* _TEKS DITAMPILKAN_:
Dari beberapa aspek di atas, dapat disimpulkan
bahwa altruisme tidak dapat diukur menggunakan
angka, namun bisa di analisis melalui perbuatan-
perbuatan yang tampak dan dapat dilihat oleh panca
indra. Sebagaimana menurut Myers di atas, bahwa
terdapat aspek kemampuan memberikan perhatian
terhadap orang lain, membantu orang lain, dan
meletakkan kepentingan orang lain di atas
kepentingan diri sendiri. Sama halnya dengan aspek-
aspek perilaku altruis menurut Durkhem, hanya saja
menurut emile durkheim terdapat tujuh aspek
altruistik, yaitu Menolong sesama tanpa pamrih,
tidak egois, Bersedia berkorban, Peka dan siap
bertindak demi membantu sesama, mempunyai rasa
belas kasihan, murah hati, tidak tegaan, dan penuh
kasih sayang.
2.1.3 Karakteristik Altruisme
Menurut (Myers, 2012) karakteristik
seseorang yang memiliki sifat altruisme yaitu orang
yang memiliki lima sifat pada dirinya, sifat tersebut
yaitu:
1) Empati
Perilaku altruistis akan terjadi dengan adanya
empati dalam diri seseorang. Seseorang yang paling
16
altruis merasa diri mereka paling bertanggung
jawab, bersifat sosial, selalu menyesuaikan diri,
toleran, dapat mengontrol diri, dan termotivasi untuk
membuat kesan yang baik.
2) Belief On A Just World (Meyakini Keadilan Dunia)
Seorang yang altruis yakin akan adanya keadilan
di dunia (just world), yaitu keyakinan bahwa dalam
jangka panjang yang salah akan dihukum dan yang
baik akan dapat hadiah. Orang yang keyakinannya
kuat terhadap keadilan dunia akan termotivasi
dengan mudah menunjukkan perilaku menolong.

* _DATA TERSEDIA_:
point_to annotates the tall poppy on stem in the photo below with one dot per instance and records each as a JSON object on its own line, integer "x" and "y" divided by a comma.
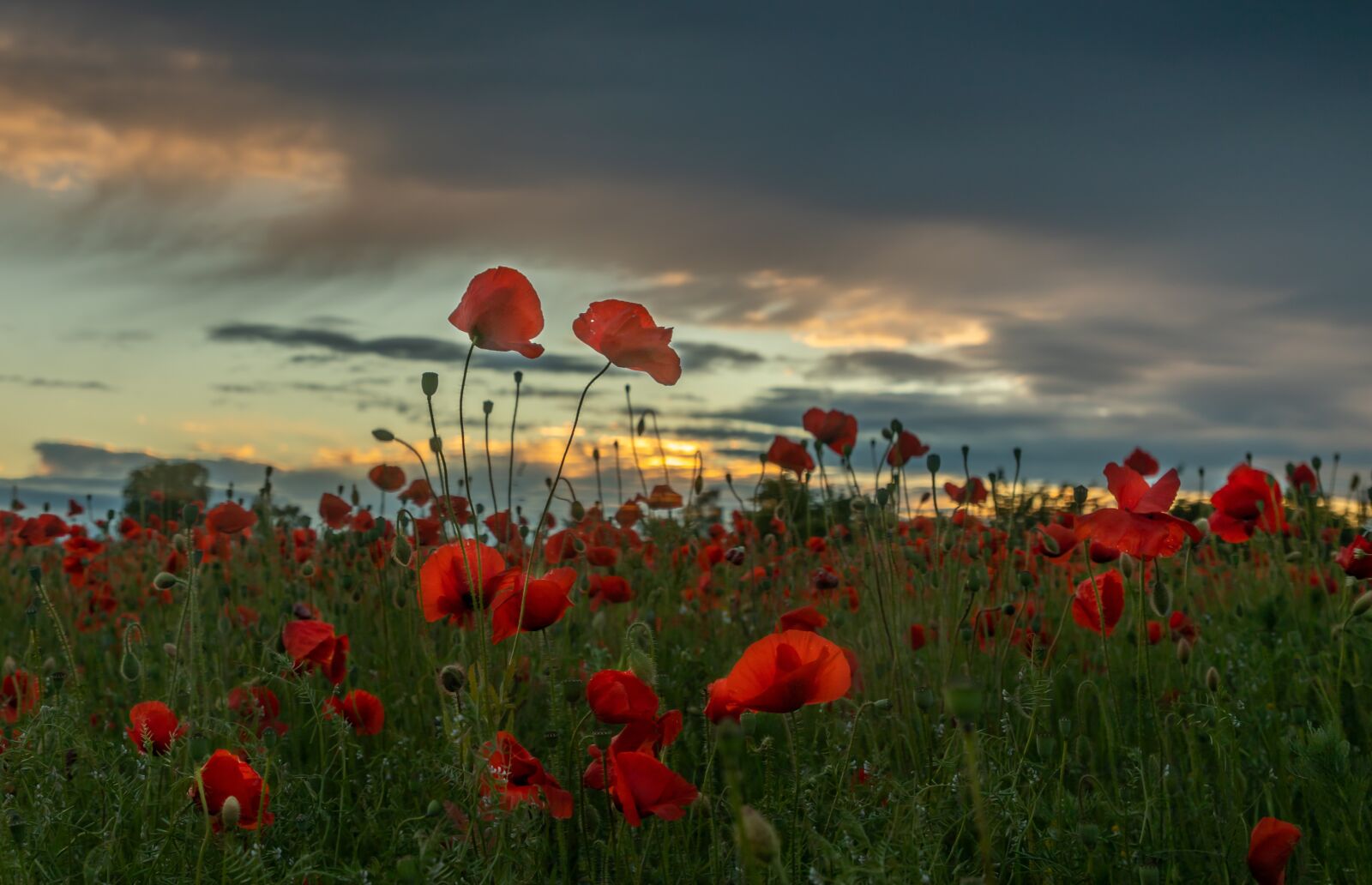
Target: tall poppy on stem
{"x": 1140, "y": 526}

* _PETUNJUK TUGAS_: Lanjutkan teks tentang karakteristik altruisme, mulai tepat setelah kalimat terakhir yang ditampilkan. Data tersebut sama sekali tidak berperan di sini.

* _JAWABAN TUGAS_:
3) Sosial Responsibility (Tanggung Jawab Sosial)
Setiap orang bertanggung jawab terhadap
apapun yang dilakukan orang lain, sehingga ketika
ada orang lain yang membutuhkan pertolongan
orang tersebut harus menolongnya.
4) Kontrol Diri Secara Internal (internal locus of
control)
Setiap individu yang memiliki perilaku altruisme
mempunyai kontrol diri secara internal (internal
locus of control) dimana segala sumber motivasi,
segala yang dilakukan itu berasal dari dalam dirinya.
5) Ego yang rendah (low egosentris)
Setiap individu yang memiliki perilaku altruisme
tidak pernah mementingkan dirinya sendiri, tidak
bersikap egosentris. Individu yang altruis
menempatkan kebutuhan orang lain di atas
kepentinganya sendiri.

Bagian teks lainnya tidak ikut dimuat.